Work to be completed
Give a verbatim quotation of every record.
___ Records provided ___
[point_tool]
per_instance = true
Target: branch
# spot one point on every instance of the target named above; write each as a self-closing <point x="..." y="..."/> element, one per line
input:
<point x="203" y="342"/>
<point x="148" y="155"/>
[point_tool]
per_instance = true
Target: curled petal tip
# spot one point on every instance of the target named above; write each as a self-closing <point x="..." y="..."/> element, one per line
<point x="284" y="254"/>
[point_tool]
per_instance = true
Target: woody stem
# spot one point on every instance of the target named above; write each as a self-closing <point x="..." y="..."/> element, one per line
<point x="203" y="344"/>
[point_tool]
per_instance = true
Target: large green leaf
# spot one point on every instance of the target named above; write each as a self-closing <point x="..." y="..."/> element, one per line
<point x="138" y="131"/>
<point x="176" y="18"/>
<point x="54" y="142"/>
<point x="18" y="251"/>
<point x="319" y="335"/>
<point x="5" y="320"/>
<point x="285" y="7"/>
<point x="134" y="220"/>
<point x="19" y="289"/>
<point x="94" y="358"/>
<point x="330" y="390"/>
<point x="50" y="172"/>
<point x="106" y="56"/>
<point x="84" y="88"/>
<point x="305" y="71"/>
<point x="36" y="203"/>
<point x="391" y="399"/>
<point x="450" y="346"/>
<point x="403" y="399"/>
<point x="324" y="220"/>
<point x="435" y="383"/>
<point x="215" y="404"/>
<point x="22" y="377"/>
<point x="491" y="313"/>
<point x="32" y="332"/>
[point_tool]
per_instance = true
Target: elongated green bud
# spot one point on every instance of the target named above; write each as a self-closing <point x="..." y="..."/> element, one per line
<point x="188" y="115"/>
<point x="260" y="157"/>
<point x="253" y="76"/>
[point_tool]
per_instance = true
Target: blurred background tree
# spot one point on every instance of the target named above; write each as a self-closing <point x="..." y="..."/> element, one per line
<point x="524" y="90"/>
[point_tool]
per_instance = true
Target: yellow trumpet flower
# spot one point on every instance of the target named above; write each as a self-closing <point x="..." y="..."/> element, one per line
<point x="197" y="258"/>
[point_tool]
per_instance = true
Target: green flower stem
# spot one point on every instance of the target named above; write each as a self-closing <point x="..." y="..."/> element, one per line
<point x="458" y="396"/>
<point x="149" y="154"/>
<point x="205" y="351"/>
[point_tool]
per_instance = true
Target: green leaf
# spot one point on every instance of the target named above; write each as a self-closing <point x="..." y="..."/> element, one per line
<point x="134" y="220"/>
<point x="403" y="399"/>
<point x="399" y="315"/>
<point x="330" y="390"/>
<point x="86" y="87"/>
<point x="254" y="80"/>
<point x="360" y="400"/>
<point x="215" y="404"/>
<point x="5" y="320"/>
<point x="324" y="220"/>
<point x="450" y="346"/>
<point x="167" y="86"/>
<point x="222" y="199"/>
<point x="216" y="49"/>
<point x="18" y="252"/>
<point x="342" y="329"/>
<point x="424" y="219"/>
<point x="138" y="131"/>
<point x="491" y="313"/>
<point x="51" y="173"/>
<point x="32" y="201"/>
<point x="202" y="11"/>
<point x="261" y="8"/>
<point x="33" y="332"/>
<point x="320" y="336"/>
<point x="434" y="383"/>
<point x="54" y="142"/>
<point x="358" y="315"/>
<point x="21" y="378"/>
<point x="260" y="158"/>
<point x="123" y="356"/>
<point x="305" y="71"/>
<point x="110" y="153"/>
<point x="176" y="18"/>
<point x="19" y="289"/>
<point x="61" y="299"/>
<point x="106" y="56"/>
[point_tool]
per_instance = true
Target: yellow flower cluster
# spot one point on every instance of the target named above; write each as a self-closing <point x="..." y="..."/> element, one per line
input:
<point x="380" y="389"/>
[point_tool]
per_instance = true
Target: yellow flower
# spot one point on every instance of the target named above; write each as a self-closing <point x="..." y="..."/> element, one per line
___
Correct answer
[point_tool]
per_instance = true
Target: branch
# spot one point on every instance of the target named above; write each as a self-closing <point x="..." y="..."/> element, one per line
input:
<point x="203" y="342"/>
<point x="148" y="155"/>
[point_tool]
per_instance = true
Target: curled petal tip
# spot one point on every instance of the target named above; write each as a self-closing <point x="..." y="..."/> element, one per line
<point x="284" y="254"/>
[point_tool]
per_instance = true
Target: woody stem
# spot one point on every instance of the target named above; write each as a self-closing <point x="..." y="..."/> element, one per line
<point x="203" y="344"/>
[point_tool]
per_instance = true
Target: large green leaf
# spot one point on every instance of the target named above; write each as a self-closing <point x="..." y="..."/> element, one per line
<point x="138" y="131"/>
<point x="176" y="18"/>
<point x="54" y="142"/>
<point x="18" y="251"/>
<point x="319" y="335"/>
<point x="5" y="320"/>
<point x="285" y="7"/>
<point x="134" y="220"/>
<point x="19" y="289"/>
<point x="94" y="358"/>
<point x="330" y="390"/>
<point x="50" y="172"/>
<point x="106" y="56"/>
<point x="84" y="88"/>
<point x="305" y="71"/>
<point x="36" y="203"/>
<point x="391" y="399"/>
<point x="450" y="346"/>
<point x="403" y="399"/>
<point x="324" y="220"/>
<point x="435" y="383"/>
<point x="215" y="404"/>
<point x="22" y="377"/>
<point x="491" y="313"/>
<point x="32" y="332"/>
[point_tool]
per_instance = true
Target: elongated green bud
# spot one point on every instance of the target named above; write each as a self-closing <point x="..." y="..."/> element, one per line
<point x="188" y="115"/>
<point x="260" y="157"/>
<point x="253" y="76"/>
[point_tool]
per_instance = true
Target: blurred background tree
# spot one point on every instance of the target named above; write each as a self-closing <point x="..." y="..."/> element, one per line
<point x="524" y="90"/>
[point_tool]
per_instance = true
Target: yellow trumpet flower
# spot one point on every instance of the target named above; write each as a self-closing <point x="..." y="..."/> element, one per line
<point x="197" y="258"/>
[point_tool]
per_instance = true
Target: green flower stem
# spot one point on every instance of the target named above; write each as a self-closing <point x="..." y="..."/> element, one per line
<point x="458" y="396"/>
<point x="149" y="154"/>
<point x="205" y="351"/>
[point_tool]
per_instance = true
Target: green leaf
# spot one point on every instance of the target named above; write each as a self-closing <point x="..." y="..."/> element, one per line
<point x="134" y="220"/>
<point x="403" y="399"/>
<point x="399" y="315"/>
<point x="330" y="390"/>
<point x="86" y="87"/>
<point x="254" y="80"/>
<point x="360" y="400"/>
<point x="215" y="404"/>
<point x="5" y="320"/>
<point x="324" y="220"/>
<point x="450" y="346"/>
<point x="167" y="86"/>
<point x="222" y="199"/>
<point x="216" y="49"/>
<point x="18" y="252"/>
<point x="342" y="329"/>
<point x="424" y="219"/>
<point x="138" y="131"/>
<point x="491" y="313"/>
<point x="51" y="173"/>
<point x="32" y="201"/>
<point x="202" y="11"/>
<point x="261" y="8"/>
<point x="33" y="332"/>
<point x="320" y="336"/>
<point x="434" y="383"/>
<point x="54" y="142"/>
<point x="358" y="315"/>
<point x="21" y="378"/>
<point x="260" y="158"/>
<point x="123" y="356"/>
<point x="305" y="71"/>
<point x="110" y="153"/>
<point x="176" y="18"/>
<point x="19" y="289"/>
<point x="61" y="299"/>
<point x="106" y="56"/>
[point_tool]
per_instance = true
Target: yellow flower cluster
# spot one point on every instance of the target named above; write each as a self-closing <point x="..." y="..."/> element, one per line
input:
<point x="380" y="389"/>
[point_tool]
per_instance = true
Target: yellow flower
# spot one point on every instance of the target named above; write each as a self-closing <point x="..." y="..."/> element, one per line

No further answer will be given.